*EXCERTO DO DOCUMENTO*:
Para lá das sílabas, escreveu poesia na madeira, produzindo uma exposição magnífica sobre pregões que sucedeu a uma primeira, idealizada para imortalizar as recordações das brincadeiras da infância.
No fim de semana de 7 e 8 de Outubro, Jorge Rua de Carvalho irá ao Festival do Chícharo, em Alvaiázere, para apresentar as duas centenas de bonecos que criou com carinho de pai.
Como Geppetto idealizou dar forma à madeira, esculpindo figuras às quais se afeiçoou de tal maneira que me parece fazer todo o sentido criar um Museu com estes trabalhos que contam a história da cidade dos humildes e laboriosos, da criatividade dos simples.
Todavia, ao contrário de Pinóquio, os bonecos de Jorge Rua de carvalho falam a linguagem da verdade. São património e identidade. Espelhos da memória que iluminam o silêncio.

O livro, após as notas biográficas e o prefácio percorre umas saloiadas soltas onde se caracteriza a figura do saloio – gente sã, alimentadores de Lisboa, que levam o grão ao moinho, amanham a horta, trabalhadores do campo de sol a sol, vendendo depois o produto do seu trabalho para sustento da família mas que ainda têm tempo para se divertir nas feiras e romarias.
As primeiras férias introduzem o tema: Jorge tem dez anos, acabou de fazer o exame da quarta classe e o pai polícia, “orgulhoso de mim, ou talvez arrependido das sovas que me dera, resolveu recompensar-me” (pág. 21)
É assim que o miúdo é metido num comboio a caminho de Sobral da Lourinhã.
A partir daí, as descrições são uma delícia e o livro desenrola-se como um filme em que reconhecemos personagens que pertencem ao nosso imaginário, que o cinema português retratou, e tudo à nossa volta exaltava: o mundo rural povoado de gente laboriosa e humilde, com a sua cultura, a sua sabedoria, que constituía então a maioria da população.

*INSTRUÇÕES*:
a) No excerto sobre Jorge Rua de Carvalho, que exame tinha o miúdo acabado de fazer quando o pai decidiu recompensá-lo?
b) Indique todas as localidades mencionadas no excerto sobre Jorge Rua de Carvalho.
c) Dê seguimento ao excerto sobre Jorge Rua de Carvalho a partir da última frase apresentada.

*DADOS EXTRAÍDOS*:
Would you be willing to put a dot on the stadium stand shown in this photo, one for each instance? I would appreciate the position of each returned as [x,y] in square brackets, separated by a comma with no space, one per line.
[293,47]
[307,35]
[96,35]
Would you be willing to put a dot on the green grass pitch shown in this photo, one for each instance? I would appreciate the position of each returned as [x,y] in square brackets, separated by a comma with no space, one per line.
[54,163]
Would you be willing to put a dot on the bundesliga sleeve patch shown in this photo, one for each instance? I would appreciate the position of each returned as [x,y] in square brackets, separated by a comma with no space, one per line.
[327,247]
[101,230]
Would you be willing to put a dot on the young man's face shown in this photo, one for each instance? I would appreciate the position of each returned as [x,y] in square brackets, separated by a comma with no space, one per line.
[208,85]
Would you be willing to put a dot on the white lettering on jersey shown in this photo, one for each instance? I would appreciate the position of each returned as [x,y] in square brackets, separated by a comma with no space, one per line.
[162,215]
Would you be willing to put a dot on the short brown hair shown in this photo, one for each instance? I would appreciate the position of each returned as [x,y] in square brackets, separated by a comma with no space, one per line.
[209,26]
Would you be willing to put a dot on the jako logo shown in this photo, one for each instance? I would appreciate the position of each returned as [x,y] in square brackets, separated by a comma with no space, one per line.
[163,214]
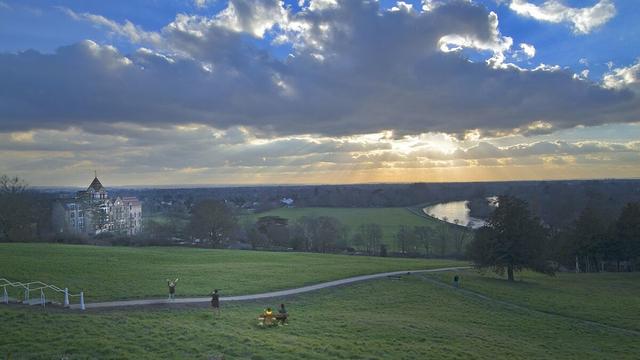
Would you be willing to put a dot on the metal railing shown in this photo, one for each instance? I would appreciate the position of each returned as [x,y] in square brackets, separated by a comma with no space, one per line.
[38,286]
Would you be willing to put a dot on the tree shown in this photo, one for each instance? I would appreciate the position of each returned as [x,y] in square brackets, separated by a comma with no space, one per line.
[275,228]
[17,210]
[372,235]
[512,240]
[627,230]
[212,220]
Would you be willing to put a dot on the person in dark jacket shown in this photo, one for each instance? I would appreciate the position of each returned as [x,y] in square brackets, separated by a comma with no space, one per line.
[215,302]
[282,315]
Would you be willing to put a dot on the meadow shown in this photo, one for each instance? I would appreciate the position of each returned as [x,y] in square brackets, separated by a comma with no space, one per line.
[390,219]
[407,318]
[608,298]
[115,273]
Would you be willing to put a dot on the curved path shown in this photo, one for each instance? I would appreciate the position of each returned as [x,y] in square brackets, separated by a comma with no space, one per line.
[273,294]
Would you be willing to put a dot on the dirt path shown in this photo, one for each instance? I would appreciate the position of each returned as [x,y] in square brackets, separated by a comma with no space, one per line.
[273,294]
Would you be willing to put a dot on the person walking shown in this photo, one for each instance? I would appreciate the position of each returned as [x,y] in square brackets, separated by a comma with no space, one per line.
[215,302]
[282,315]
[172,288]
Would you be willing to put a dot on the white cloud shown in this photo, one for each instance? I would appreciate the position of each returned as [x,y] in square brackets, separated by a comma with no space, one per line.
[583,20]
[528,49]
[129,30]
[624,77]
[354,69]
[402,6]
[202,3]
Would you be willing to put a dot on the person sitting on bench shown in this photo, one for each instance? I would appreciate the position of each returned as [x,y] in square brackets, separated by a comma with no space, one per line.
[267,317]
[282,315]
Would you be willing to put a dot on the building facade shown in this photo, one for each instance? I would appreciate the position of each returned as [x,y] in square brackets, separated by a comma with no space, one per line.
[91,212]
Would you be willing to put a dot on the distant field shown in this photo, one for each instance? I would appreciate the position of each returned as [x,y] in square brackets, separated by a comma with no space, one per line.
[385,319]
[611,298]
[390,219]
[107,273]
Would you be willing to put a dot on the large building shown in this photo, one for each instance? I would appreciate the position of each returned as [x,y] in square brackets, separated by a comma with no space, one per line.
[92,212]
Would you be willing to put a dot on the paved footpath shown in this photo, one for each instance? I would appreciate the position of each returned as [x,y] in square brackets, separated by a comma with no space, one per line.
[273,294]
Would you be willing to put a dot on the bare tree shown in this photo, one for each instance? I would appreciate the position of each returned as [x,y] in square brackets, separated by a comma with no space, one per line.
[16,209]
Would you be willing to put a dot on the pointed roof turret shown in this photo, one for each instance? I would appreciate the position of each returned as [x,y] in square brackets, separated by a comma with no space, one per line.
[96,185]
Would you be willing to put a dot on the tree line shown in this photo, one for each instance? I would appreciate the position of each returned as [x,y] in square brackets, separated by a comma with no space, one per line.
[513,239]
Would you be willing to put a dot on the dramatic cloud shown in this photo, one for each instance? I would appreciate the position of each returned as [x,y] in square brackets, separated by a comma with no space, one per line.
[198,154]
[625,77]
[354,69]
[583,20]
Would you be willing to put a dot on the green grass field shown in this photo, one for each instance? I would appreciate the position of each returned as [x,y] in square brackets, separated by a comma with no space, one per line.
[610,298]
[111,273]
[384,319]
[390,219]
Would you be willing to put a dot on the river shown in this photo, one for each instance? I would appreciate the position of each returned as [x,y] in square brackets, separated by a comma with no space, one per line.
[451,211]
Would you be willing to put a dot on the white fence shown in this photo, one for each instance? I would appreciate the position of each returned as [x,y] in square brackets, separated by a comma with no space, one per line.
[38,286]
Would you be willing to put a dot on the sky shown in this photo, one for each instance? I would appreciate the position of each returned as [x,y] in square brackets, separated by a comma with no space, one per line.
[216,92]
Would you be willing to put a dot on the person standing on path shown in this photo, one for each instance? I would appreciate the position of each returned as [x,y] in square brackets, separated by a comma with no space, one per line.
[172,288]
[215,302]
[282,315]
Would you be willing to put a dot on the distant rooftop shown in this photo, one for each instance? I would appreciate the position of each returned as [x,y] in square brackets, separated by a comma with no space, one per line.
[96,185]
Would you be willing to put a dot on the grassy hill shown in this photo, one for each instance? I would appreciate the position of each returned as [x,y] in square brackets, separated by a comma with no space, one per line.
[411,318]
[390,219]
[110,273]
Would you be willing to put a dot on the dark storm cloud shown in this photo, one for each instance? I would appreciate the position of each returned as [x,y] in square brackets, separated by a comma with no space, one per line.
[355,69]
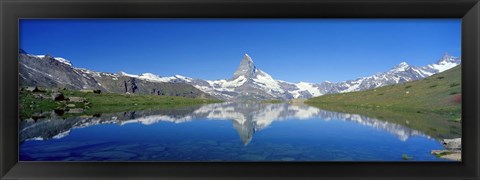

*RESPOSTAS*:
a) O exame da quarta classe.

b) Alvaiázere, Lisboa, Sobral da Lourinhã

c)
Não admira que no epílogo Jorge escreva “sem dar pelo tempo passar, continuo à janela, com a cabeça entre as mãos, meditando, esperando, sem eu próprio saber por quem ou porquê” (p.72)
É natural num tempo tão diferente ter saudades e recordações dos dias felizes “cantinho delicioso do paraíso” (p.72)
Na página 24 do livro Jorge descreve assim a sua chegada:
“Olhei em volta, deslumbrado com a beleza dos fascinantes e variados tons verdes do arvoredo, das vinhas e das hortas, contrastando com as bandeirinhas dourados dos campos de milho que cercavam a brancura das casas do povoado.”
Senhor de uma escrita sem artifícios muito visual, colorida, próxima da oralidade, Jorge Rua conseguiu escrever um grande livro juntando os fragmentos da memória e do esquecimento, onde procura o rigor dos factos e cenários, embora nesse esforço de reconstituição dos acontecimentos, o factor efabulação acabe por condimentar os diversos takes do enredo, moldando as falésias da memória com a sedimentação das vagas e ventos do olvido para citar Marc Augé.
O livro prossegue com a apresentação da casa dos tios, seguimos os protagonistas nas idas à horta, ao moinho, à feira, saboreando uma narrativa riquíssima de sequências fílmicas recheadas de vocábulos e ritmos envolventes.
A matança do porco, a desfolhada, os saloios na cidade e a descrição de uma teimosia do “Pataco” (burro é sempre casmurro”) são outros capítulos que se lêem com bastante agrado.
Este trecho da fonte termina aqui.